# Passage provided start

# $50 blue jeans from Strictly Reptiles?



## ktewell (Dec 17, 2009)

Does anyone have any info on the blue jeans pumilio from Strictly Reptiles? Are they the true blue jeans morph or just mancreeks? They seem underpriced.


----------



## ggazonas (May 11, 2008)

ktewell said:


> Does anyone have any info on the blue jeans pumilio from Strictly Reptiles? Are they the true blue jeans morph or just mancreeks? They seem underpriced.


most likely mancreeks or almirante


----------



## stemcellular (Jun 26, 2008)

I nearly spit out my coffee when I read the title....all I'm saying.


----------



## GBIII (Mar 20, 2008)

stemcellular said:


> I nearly spit out my coffee when I read the title....all I'm saying.


ditto...lol


----------



## poimandres (Mar 28, 2009)

stemcellular said:


> I nearly spit out my coffee when I read the title....all I'm saying.


LMAO +1...we are talking about frogs right?

Anyway, for that price I would be highly suspect of the frog. Forget it being a real BJ and even if it is, there is no way that you will get any concrete local/import information. 

Do you have a link to their site? or an add to where the frog is listed?


----------



## Redhead87xc (Jan 27, 2010)

Love the title. Enough said


----------



## christina hanson (Feb 16, 2004)

You know you've been keeping Dendrobatids for too long when that title doesn't even register as funny till you read the comment thread.... Awesome.


----------



## ChrisK (Oct 28, 2008)

Yeah I was thinking isn't this the wrong forum for that ad?


----------



## ggazonas (May 11, 2008)

christina hanson said:


> You know you've been keeping Dendrobatids for too long when that title doesn't even register as funny till you read the comment thread.... Awesome.


I am definitely in that boat because i didn't even notice it till now and I've been looking at the thread for 10 minutes.


----------



## ktewell (Dec 17, 2009)

poimandres said:


> Anyway, for that price I would be highly suspect of the frog. Forget it being a real BJ and even if it is, there is no way that you will get any concrete local/import information.
> 
> Do you have a link to their site? or an add to where the frog is listed?

# Passage provided end

→ **What the task asks**
Please rename "Dendrobatids" to "dart frogs" in the forum thread from "## christina hanson" up to and including "for that ad?", and give that stretch back in full. Work only from the forum thread above.

# Stored data start

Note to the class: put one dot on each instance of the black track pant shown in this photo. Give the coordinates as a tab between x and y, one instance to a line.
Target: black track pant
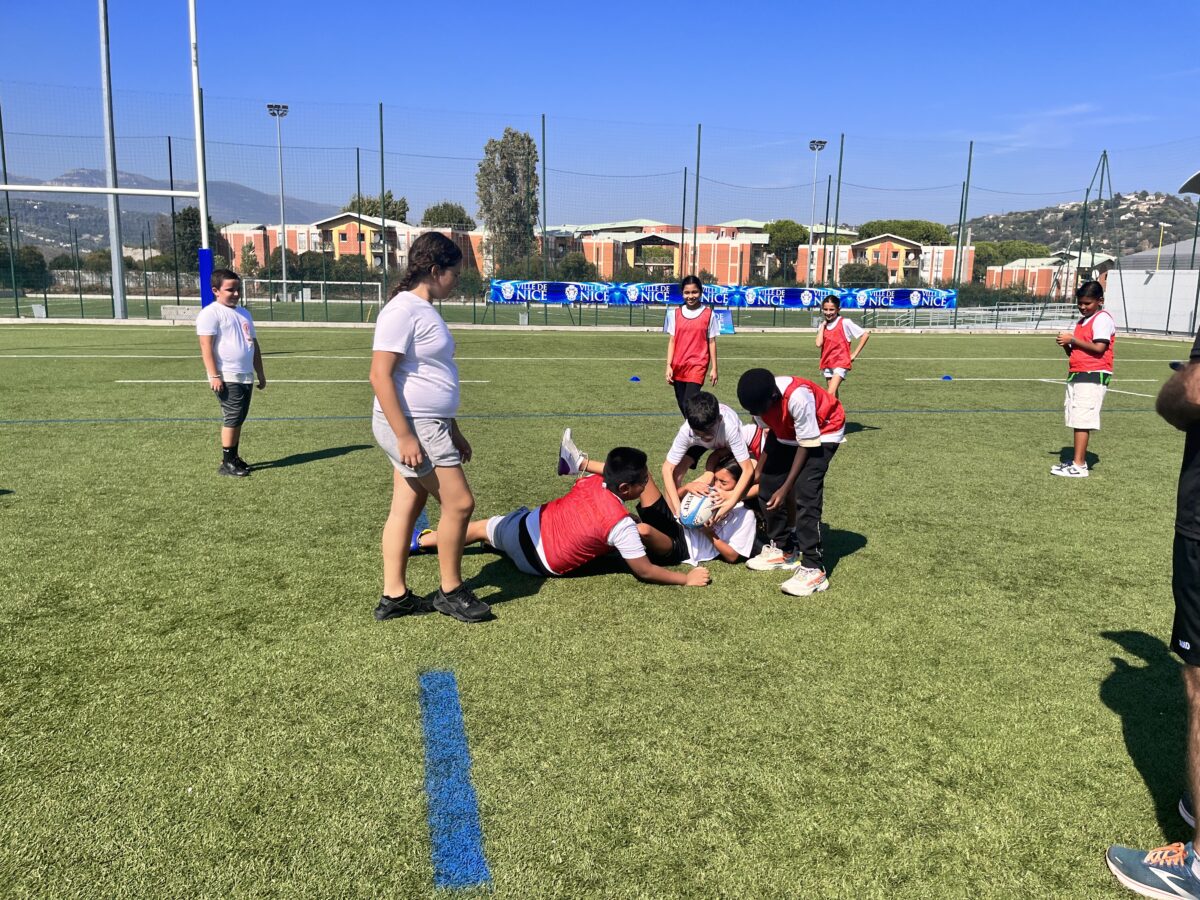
809	491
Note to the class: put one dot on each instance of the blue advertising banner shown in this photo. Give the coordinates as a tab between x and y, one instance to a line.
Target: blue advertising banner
642	293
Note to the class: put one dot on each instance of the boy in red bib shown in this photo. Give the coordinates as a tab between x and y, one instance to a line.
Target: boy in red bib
807	425
691	351
833	341
1089	371
586	523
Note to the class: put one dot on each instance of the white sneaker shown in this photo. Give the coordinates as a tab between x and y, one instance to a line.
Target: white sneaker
570	460
1069	469
804	582
772	557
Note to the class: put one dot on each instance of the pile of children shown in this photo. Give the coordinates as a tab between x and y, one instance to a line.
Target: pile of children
767	477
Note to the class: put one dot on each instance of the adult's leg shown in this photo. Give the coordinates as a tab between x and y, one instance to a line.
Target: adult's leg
685	391
449	485
1081	436
408	497
810	502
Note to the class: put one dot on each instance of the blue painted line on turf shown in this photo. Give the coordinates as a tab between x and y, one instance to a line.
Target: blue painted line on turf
455	832
502	417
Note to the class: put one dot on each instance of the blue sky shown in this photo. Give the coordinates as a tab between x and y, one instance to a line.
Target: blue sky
1042	90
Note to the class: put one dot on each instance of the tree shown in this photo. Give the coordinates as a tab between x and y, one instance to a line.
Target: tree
311	265
444	214
507	189
785	237
915	229
471	283
247	262
276	265
575	267
862	275
29	265
187	238
395	207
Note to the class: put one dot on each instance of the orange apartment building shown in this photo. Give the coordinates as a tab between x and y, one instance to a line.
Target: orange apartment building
901	257
1054	277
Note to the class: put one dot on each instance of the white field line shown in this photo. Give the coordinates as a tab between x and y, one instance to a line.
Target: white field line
275	358
270	381
1042	381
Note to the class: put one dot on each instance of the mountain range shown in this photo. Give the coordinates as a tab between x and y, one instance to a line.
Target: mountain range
47	220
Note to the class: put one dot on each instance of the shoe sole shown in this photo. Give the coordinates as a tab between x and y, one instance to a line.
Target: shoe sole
1137	886
817	589
773	567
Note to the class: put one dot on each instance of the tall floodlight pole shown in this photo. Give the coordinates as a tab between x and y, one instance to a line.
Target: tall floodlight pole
202	177
1193	186
114	208
279	112
816	147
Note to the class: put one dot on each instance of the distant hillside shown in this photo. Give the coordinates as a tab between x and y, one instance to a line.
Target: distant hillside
46	220
1135	221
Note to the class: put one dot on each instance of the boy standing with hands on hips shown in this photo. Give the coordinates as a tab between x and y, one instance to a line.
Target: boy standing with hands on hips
232	359
1089	351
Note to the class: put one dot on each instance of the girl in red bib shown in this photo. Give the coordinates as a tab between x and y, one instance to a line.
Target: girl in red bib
691	351
833	341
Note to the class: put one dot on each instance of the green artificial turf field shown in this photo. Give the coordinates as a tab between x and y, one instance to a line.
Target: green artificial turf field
197	702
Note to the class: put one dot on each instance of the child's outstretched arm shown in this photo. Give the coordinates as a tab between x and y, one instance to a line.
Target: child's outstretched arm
861	345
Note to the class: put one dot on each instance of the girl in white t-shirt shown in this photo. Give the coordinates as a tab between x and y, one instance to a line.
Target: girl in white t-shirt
415	382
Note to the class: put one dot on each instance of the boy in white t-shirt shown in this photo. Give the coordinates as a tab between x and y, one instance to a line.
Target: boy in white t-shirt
232	360
1089	349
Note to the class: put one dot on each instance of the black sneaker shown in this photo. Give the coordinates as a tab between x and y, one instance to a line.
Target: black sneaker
232	468
390	607
462	605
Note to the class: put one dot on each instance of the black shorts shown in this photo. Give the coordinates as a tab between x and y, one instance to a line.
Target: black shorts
1186	587
658	515
234	401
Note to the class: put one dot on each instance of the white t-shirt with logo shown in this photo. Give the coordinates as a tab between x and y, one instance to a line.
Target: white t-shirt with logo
426	376
233	340
803	408
714	324
726	433
852	329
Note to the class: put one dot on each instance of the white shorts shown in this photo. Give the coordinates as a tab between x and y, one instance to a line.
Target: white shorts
1083	405
433	436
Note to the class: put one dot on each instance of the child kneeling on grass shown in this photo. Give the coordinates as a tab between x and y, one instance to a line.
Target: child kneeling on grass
730	538
585	525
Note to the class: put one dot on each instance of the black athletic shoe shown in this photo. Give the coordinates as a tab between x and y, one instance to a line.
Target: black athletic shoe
462	605
390	607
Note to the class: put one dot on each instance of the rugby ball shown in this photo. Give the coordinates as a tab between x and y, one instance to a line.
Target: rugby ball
696	510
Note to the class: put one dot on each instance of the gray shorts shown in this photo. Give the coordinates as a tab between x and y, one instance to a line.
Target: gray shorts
433	436
1083	405
504	534
234	401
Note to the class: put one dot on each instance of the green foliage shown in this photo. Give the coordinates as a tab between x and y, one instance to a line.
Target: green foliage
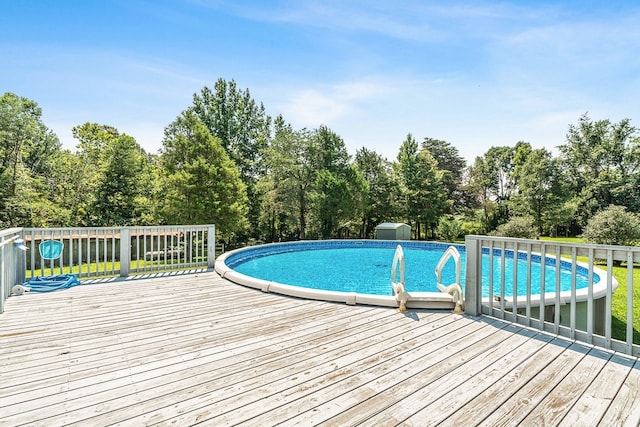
424	194
449	229
200	183
521	227
380	192
244	130
118	190
27	151
602	160
452	165
613	226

# Stored data end

→ **Task response**
## christina hanson (Feb 16, 2004)

You know you've been keeping dart frogs for too long when that title doesn't even register as funny till you read the comment thread.... Awesome.


----------



## ChrisK (Oct 28, 2008)

Yeah I was thinking isn't this the wrong forum for that ad?